* Problem: Count the lines in the entries below that contain the string "sunglasses", treating uppercase and lowercase as different. Reply with the number alone.

* Material provided:
++++++++++++++++++++

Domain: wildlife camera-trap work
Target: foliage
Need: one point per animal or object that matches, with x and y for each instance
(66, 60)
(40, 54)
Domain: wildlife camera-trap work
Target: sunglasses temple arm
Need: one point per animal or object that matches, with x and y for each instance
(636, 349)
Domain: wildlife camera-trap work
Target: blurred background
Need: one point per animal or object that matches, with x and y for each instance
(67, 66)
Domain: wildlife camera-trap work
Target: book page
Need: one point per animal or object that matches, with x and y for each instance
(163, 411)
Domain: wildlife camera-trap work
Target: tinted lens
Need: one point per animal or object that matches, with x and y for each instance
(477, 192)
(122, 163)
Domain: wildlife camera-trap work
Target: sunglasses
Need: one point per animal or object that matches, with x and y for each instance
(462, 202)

++++++++++++++++++++

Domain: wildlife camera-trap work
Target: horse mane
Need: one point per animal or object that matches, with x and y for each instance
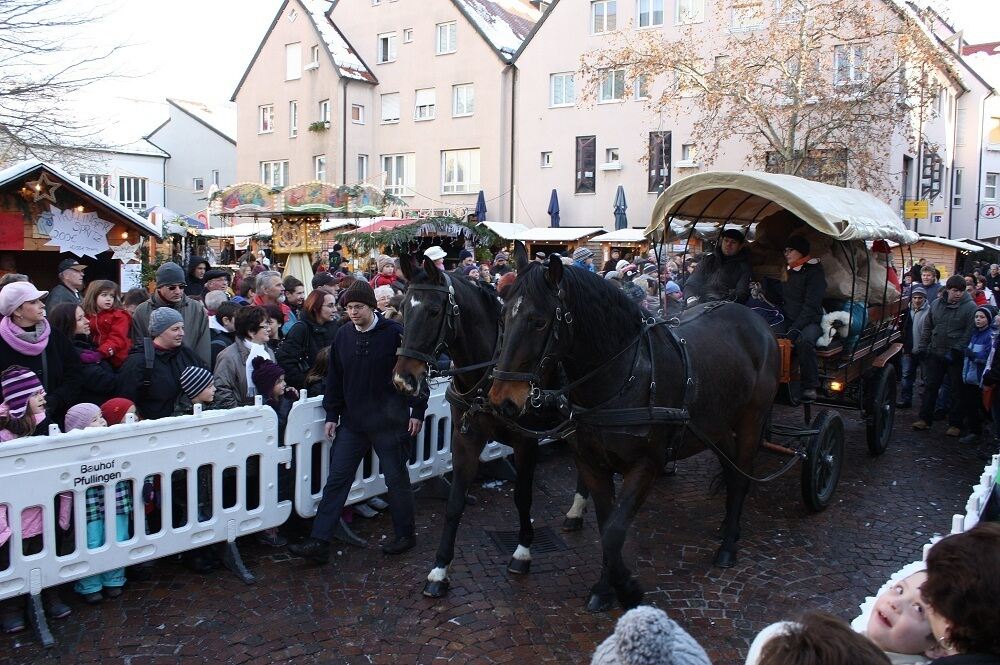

++++++++++++++++++++

* Task output: 2